═════ Excerpted text ═════

And then, late in the afternoon, something spectacular happened. Surely the high point of the entire trip! The story we'd tell well into old age whenever the topic of this trip came up. Yes, you guessed it! A leopard. And not just some fuzzy shape high up on a tree. No. This notoriously elusive feline was just meters away on a branch facing us. Its intoxicating beauty clearly visible with naked eyes.
Leopard at Serengeti National Park

I photographed it with my phone and immediately posted it on Facebook. (Connectivity in the wilderness was astonishing!) We would have been perfectly happy to just gawp at the leopard's inert body, but it actually woke up, dropped us a bored glance, repositioned itself on the branch, then went off to sleep again. And we continued to stare ...
Heading to our accommodation, euphoric and fatigued, our minds were on hot showers and sundowners. But nature had a different agenda. First, a secretary bird caught our attention as it marched across the grass. We watched this unusual large black legged bird until it disappeared. Driving on we came upon a couple of miniature antelope, dik diks. They looked right up at us, most adorably, when David stopped the vehicle. And then, just minutes from Thorn Tree Camp, we spotted three sprightly lion cubs. One, a year or so older than the other two. We could make out their mother asleep in the grass nearby. Watching them playing together and running about on a horizontal tree trunk was immensely satisfying! At times they would pose together on a branch and stare at us. "Aren't we just the cutest things you've ever seen?" they seemed to ask.

Darkness was imminent when we finally arrived at Thorn Tree Camp. With twelve individual tent cabins and a tented common area inside the Serengeti, the place oozed charm. We badly wanted to sit by the inviting campfire on the comfy chairs facing the wilderness. But we had to rush to get showered and ready for dinner. Our rooms had the same luxurious African themed touches of Enkorok Mara Camp. The power here came from solar energy. Dinner was fine dining with classy table service. Polite servers first brought out warm, fresh baked bread and the soup course. Next came a series of exquisitely prepared dishes served out of traditional gourd bowls. The cuisine showcased regional farm produce and the talents of a sophisticated chef.

═════ Dataset rows ═════

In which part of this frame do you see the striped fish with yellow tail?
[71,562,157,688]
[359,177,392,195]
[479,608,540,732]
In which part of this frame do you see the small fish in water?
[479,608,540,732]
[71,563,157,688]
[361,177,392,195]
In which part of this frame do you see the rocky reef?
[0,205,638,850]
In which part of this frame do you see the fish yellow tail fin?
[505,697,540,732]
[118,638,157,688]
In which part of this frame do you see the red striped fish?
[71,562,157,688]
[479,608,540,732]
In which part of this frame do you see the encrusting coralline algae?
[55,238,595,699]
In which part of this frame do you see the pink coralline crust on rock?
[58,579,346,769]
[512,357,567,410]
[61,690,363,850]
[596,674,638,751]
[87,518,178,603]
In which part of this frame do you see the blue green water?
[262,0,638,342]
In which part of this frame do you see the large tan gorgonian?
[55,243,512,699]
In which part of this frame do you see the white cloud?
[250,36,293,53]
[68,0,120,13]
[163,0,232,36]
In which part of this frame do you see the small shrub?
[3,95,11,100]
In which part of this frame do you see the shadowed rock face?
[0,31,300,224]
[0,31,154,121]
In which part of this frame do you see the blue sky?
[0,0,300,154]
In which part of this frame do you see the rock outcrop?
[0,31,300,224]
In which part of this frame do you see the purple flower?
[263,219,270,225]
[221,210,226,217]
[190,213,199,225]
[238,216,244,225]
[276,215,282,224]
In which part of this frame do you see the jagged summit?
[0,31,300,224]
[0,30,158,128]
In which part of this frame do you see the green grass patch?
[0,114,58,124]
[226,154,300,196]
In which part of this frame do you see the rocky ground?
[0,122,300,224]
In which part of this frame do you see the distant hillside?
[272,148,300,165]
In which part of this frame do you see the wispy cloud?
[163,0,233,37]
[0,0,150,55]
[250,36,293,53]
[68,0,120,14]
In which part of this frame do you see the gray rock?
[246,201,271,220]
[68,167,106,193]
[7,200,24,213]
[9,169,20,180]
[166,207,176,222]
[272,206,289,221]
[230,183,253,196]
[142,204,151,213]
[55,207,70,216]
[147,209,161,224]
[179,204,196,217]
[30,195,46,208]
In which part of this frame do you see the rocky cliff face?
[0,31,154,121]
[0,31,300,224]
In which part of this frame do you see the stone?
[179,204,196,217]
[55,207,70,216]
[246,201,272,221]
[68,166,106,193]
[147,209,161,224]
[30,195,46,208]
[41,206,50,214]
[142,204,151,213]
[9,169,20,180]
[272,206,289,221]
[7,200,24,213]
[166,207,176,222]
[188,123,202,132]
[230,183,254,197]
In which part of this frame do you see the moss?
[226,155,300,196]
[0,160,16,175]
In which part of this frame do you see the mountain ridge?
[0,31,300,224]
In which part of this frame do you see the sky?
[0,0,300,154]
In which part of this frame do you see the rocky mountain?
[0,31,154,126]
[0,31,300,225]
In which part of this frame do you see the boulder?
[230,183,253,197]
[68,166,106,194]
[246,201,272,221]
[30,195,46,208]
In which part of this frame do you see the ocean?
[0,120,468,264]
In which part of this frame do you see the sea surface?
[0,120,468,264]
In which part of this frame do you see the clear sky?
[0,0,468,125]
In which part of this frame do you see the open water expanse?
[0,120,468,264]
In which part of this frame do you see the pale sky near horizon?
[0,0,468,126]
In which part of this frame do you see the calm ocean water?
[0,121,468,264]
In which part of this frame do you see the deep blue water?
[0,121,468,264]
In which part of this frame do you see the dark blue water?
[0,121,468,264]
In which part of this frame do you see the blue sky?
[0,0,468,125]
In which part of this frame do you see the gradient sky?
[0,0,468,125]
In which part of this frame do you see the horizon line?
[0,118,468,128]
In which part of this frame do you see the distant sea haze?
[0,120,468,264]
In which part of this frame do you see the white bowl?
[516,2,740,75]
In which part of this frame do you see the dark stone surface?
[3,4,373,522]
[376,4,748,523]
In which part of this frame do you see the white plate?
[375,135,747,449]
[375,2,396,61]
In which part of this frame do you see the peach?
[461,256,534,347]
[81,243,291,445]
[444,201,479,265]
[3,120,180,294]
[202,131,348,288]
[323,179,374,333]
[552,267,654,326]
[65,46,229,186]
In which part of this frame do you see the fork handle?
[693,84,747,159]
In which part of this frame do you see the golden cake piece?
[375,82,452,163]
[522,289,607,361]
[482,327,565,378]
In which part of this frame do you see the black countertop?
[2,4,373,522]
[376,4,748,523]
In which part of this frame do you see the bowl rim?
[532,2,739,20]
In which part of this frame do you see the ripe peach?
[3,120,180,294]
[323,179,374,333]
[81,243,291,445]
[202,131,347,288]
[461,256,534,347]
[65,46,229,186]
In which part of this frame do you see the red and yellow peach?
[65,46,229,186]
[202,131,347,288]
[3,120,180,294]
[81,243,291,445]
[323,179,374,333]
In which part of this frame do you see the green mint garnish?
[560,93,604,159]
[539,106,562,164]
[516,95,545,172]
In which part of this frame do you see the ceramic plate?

═════

» To-do list
1 > In the Serengeti safari account, what was the source of power at Thorn Tree Camp?
2 > Continue the Serengeti safari account from its final sentence.

» Answers by task
1 > Solar energy.

2 >
Heading back to our tent cabins, escorted by night guards, we looked up at the night sky and gasped. So far away from light pollution we could easily see the Milky Way, along with billions of stars. We fell asleep to the sounds and cries of the wild.

Day 8 The Serengeti (Aug 31)


In the morning a flock of squawking Marabou Storks graced the camp. After a lavish breakfast of freshly baked pastries, scrambled eggs and fresh fruit we set out for another full day of game viewing. After yesterday's highs and lows we had no idea what to expect. "Unpredictable," David said. "But I'm sure you'll see predators."
"What do they eat if the herbivores are at the Masai Mara?" we asked.
"They don't all migrate. Plenty of food here."
Indeed, minutes into our drive we saw a herd of resident wildebeest, a different species to what we'd seen at the Masai Mara.
Resident wildebeest, Serengeti

Their dark hides were tinged red by the morning sun. Then a lilac breasted roller perched on a branch close to our vehicle snagged our attention.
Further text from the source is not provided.